# [What you need to do]
Transcribe each line below without altering anything.

# [Saved entries]
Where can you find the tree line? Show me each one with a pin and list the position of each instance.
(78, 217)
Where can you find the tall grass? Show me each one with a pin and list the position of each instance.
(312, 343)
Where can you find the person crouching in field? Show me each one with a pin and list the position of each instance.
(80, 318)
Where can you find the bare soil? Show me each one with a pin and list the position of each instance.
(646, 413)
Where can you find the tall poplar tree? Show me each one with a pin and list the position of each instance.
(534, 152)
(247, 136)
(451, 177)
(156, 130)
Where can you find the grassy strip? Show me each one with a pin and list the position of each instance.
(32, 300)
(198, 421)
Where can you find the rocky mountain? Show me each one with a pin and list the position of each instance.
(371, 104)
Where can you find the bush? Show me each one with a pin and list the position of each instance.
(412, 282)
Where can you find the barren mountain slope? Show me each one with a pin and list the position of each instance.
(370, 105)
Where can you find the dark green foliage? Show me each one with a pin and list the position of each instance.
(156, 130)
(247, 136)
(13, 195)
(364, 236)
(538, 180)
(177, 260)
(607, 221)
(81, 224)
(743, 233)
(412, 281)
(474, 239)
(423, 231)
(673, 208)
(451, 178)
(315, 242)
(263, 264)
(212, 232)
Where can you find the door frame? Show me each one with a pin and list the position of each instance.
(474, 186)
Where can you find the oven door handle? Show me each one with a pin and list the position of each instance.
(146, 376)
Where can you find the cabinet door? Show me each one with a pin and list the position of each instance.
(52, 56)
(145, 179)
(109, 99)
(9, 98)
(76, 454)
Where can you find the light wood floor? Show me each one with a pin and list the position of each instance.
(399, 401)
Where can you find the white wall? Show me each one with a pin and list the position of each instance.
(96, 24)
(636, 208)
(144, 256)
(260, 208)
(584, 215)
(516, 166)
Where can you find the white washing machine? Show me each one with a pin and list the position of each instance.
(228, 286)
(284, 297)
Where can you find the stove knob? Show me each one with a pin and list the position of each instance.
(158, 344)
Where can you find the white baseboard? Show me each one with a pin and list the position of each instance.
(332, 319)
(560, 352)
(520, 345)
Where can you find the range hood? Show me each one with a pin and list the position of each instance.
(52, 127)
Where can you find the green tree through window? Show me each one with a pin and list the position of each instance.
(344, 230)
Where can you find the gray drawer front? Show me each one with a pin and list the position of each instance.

# [Solution below]
Where can you find the tree line? Show me each one with a pin and list the position of each instance.
(78, 217)
Where can you find the tall grass? Show me each one with a pin and list the position of each instance.
(312, 343)
Where can you find the person crouching in field? Show me each one with a pin and list the position of each instance.
(80, 318)
Where can you find the bare soil? Show me each one with a pin and list the position of each instance.
(646, 413)
Where can you find the tall poplar tree? Show me each one with a pin and list the position of each instance.
(534, 152)
(247, 136)
(451, 177)
(156, 130)
Where can you find the grassy strip? Show me each one with a pin and list the position of each instance.
(32, 300)
(198, 421)
Where can you find the rocky mountain? Show me each one with a pin and list the position of each instance.
(371, 104)
Where can you find the bush? Show me each one with a pin and list the position of each instance.
(412, 282)
Where can you find the barren mountain slope? Show me each one with a pin and list the position of each instance.
(370, 105)
Where can you find the dark green foliage? Show me each one with a pin and list the position of each instance.
(156, 130)
(247, 136)
(13, 195)
(364, 236)
(538, 180)
(177, 260)
(607, 221)
(81, 224)
(743, 233)
(412, 281)
(474, 239)
(423, 231)
(673, 208)
(451, 178)
(315, 242)
(263, 264)
(212, 232)
Where can you find the door frame? Show me each one with a pin and list the position of each instance.
(474, 186)
Where can you find the oven door handle? Show me each one with a pin and list the position of each instance.
(146, 376)
Where can you find the cabinet door? Show me each one with a pin and list the position of each instance.
(52, 56)
(145, 179)
(109, 99)
(9, 98)
(76, 454)
Where can you find the light wood floor? Show me each one with a pin and list the position of each instance.
(399, 401)
Where can you find the white wall? Show me each one with a pin and list the position of each instance.
(96, 24)
(636, 208)
(144, 256)
(260, 208)
(584, 215)
(516, 166)
Where can you find the white washing machine? Show me each one with a pin and list the position of each instance.
(228, 286)
(284, 297)
Where can you find the stove knob? Show me each one with a pin and list the position of each instance.
(158, 344)
Where can you find the white baseboard? Show me each one with a pin and list the position of each instance.
(332, 319)
(560, 352)
(520, 345)
Where can you find the range hood? Show me each one with a pin and list the position of each instance.
(52, 127)
Where can you find the green tree through window? Show me each one with a pin and list the position of each instance.
(344, 230)
Where can you find the gray drawer front? Show me each one with a pin and list the position of each instance.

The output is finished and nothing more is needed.